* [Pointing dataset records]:
+++++

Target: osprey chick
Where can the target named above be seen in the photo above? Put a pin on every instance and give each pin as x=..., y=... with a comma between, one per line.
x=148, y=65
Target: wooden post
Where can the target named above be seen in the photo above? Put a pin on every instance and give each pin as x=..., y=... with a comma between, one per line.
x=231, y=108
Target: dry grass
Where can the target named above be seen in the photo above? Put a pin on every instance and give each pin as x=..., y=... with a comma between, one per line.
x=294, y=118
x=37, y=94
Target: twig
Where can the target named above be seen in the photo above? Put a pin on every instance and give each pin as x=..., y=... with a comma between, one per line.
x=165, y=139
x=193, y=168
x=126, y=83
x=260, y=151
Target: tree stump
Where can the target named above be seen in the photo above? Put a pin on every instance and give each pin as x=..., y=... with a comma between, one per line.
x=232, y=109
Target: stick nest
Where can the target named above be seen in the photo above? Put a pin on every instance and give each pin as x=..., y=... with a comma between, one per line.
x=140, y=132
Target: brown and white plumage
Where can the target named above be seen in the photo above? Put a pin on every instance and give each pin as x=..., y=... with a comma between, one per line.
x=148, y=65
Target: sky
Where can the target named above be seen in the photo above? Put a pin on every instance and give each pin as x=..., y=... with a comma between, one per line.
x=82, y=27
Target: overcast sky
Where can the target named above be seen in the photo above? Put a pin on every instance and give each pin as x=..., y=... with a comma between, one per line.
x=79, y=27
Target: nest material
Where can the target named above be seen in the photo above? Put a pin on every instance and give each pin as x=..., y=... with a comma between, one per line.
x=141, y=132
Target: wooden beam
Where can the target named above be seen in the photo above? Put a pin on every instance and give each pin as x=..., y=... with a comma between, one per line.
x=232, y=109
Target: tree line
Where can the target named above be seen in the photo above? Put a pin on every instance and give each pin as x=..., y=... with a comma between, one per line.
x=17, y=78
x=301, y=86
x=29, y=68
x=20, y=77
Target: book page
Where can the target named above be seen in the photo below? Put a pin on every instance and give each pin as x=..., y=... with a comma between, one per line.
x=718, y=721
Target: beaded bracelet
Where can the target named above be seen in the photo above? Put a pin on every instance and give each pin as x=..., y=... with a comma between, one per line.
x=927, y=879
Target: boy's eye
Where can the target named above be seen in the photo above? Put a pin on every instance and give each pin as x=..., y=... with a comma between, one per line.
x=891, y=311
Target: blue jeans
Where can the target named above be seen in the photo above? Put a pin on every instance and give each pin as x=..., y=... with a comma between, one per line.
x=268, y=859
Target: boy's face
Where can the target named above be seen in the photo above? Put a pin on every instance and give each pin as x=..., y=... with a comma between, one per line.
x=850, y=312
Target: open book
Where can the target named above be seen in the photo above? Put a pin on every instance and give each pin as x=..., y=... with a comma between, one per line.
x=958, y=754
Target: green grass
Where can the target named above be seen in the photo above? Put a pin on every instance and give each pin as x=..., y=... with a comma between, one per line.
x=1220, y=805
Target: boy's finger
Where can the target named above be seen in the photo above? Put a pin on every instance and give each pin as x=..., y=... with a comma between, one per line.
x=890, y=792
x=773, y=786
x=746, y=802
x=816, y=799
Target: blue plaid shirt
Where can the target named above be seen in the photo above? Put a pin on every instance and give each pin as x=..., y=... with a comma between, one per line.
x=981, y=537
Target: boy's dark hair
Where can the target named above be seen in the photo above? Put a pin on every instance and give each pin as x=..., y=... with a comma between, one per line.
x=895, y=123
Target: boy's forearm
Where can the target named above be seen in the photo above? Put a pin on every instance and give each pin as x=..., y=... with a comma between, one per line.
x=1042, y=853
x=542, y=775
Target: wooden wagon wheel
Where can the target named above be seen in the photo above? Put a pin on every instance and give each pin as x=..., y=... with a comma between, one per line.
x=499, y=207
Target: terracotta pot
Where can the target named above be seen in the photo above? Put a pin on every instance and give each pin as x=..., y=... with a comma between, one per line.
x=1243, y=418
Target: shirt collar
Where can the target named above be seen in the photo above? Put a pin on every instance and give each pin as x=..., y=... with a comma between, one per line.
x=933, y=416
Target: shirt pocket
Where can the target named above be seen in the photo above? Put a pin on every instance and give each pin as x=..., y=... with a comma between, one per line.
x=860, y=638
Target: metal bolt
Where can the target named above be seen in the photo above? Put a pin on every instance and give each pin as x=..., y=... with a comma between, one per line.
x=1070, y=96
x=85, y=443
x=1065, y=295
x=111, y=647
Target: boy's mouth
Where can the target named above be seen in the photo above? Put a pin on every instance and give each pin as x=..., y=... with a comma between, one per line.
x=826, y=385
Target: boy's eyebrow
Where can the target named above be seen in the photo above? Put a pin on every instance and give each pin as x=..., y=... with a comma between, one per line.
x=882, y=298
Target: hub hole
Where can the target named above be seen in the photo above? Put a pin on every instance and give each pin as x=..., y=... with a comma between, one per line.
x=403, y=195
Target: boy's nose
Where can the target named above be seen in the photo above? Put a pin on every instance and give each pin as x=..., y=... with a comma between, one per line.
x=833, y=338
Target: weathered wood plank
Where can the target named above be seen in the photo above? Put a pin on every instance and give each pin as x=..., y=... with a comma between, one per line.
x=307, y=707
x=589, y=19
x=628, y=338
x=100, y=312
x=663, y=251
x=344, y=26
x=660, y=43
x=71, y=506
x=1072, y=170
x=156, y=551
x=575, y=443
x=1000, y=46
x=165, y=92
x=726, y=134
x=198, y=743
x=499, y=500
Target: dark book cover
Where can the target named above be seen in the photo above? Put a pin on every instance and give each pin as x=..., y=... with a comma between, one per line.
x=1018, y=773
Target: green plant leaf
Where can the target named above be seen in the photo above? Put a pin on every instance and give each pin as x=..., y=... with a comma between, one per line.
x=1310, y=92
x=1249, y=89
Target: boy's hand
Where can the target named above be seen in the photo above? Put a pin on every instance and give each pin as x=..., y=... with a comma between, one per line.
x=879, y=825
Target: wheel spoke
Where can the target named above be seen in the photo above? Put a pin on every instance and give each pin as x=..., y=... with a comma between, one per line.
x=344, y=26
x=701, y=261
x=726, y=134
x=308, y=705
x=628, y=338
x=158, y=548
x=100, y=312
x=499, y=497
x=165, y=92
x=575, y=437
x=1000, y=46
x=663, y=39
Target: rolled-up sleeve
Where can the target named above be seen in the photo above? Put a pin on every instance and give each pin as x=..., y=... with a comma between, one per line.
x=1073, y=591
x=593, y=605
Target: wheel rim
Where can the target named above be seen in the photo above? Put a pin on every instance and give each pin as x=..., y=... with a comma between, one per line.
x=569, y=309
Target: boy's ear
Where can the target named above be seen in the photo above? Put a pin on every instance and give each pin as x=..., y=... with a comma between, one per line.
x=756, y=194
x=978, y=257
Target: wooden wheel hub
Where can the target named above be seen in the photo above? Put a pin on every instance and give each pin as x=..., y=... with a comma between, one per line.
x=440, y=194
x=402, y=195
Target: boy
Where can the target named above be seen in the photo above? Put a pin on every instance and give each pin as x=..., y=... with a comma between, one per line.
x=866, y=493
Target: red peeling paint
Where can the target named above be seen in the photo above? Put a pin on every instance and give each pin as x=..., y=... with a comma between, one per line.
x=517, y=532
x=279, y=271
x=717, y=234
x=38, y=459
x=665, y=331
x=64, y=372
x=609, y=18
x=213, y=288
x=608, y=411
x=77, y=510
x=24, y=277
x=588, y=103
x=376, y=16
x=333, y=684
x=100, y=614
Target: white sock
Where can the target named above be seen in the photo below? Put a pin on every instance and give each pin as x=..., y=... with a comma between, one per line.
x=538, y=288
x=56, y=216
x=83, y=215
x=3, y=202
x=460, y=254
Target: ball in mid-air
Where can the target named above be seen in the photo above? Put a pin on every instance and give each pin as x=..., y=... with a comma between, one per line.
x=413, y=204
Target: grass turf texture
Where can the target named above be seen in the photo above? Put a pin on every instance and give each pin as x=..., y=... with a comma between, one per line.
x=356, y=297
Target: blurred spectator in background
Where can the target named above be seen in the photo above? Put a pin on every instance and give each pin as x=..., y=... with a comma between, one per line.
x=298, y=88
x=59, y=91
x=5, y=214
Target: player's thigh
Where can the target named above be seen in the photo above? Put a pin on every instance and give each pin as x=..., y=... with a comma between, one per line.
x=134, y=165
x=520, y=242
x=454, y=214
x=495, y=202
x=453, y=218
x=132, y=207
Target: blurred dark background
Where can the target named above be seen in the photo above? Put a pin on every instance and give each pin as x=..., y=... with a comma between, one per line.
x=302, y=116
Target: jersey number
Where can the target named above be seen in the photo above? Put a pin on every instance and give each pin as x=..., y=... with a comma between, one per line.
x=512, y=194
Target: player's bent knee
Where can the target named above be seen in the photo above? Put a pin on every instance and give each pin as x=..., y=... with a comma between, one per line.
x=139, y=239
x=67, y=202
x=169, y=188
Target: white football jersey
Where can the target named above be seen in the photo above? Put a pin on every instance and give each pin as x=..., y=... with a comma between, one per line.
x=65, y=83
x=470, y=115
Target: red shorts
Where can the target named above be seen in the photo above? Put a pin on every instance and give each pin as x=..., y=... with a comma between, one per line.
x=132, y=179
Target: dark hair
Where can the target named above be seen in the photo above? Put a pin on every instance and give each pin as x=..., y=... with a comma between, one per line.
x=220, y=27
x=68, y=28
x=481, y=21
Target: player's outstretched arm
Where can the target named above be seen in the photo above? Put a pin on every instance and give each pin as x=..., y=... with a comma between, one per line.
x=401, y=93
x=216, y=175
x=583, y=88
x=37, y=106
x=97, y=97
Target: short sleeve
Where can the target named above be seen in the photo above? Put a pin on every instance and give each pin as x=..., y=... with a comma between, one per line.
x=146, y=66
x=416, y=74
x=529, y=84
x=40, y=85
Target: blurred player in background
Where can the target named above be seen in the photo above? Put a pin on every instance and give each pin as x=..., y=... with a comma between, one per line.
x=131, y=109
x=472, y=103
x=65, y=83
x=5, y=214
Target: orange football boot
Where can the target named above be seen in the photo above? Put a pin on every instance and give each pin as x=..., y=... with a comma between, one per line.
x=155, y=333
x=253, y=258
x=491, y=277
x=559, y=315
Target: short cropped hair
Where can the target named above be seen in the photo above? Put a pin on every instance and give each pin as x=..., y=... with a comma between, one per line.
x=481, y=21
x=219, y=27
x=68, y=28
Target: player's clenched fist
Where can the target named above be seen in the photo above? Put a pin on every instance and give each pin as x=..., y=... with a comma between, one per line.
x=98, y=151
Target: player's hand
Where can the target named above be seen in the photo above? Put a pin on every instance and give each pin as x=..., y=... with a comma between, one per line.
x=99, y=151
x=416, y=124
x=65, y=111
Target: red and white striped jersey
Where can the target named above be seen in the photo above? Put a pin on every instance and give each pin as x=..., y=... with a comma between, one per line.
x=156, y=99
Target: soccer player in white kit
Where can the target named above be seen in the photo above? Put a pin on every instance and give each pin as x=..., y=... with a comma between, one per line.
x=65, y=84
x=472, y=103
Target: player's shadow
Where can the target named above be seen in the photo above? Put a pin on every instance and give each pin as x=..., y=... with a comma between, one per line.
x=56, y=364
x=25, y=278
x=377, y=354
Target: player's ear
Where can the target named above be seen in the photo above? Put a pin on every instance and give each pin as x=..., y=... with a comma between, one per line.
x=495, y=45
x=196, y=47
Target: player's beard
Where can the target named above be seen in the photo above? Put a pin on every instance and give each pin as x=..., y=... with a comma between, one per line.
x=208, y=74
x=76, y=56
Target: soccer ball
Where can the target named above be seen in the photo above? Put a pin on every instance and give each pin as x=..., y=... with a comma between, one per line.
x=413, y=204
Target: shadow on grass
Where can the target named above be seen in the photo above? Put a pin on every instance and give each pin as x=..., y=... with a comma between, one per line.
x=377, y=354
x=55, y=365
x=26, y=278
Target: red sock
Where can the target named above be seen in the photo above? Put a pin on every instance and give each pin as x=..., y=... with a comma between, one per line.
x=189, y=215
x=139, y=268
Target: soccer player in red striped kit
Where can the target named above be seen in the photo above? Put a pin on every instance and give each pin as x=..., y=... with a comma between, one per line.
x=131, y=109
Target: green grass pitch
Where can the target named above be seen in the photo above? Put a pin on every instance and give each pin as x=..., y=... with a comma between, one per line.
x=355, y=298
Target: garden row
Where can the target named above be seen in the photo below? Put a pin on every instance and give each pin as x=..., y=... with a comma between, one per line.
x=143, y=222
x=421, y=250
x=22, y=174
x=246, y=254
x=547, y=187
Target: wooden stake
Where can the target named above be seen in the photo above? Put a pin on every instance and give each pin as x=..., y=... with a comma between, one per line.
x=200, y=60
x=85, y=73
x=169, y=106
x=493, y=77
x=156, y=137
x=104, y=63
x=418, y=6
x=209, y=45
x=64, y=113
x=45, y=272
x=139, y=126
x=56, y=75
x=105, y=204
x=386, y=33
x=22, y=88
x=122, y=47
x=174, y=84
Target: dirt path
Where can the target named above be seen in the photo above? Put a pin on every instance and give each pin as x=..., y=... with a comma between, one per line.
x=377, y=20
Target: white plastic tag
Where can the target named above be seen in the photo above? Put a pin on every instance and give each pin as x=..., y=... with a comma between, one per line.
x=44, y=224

+++++

* [Problem to work on]: Can you edit the records from the line with "Target: book page" to the line with "x=927, y=879" so that "beaded bracelet" becomes "wrist bracelet", leaving everything else unchanged and returning only those lines?

* [Solution for this problem]:
Target: book page
Where can the target named above be seen in the photo below? Put a pin on every instance and give each pin as x=..., y=... with a comma between, one per line.
x=718, y=721
Target: wrist bracelet
Where can the target named above be seen in the photo above? Put a pin on every instance and give each pin as x=..., y=... with a comma between, one per line.
x=927, y=879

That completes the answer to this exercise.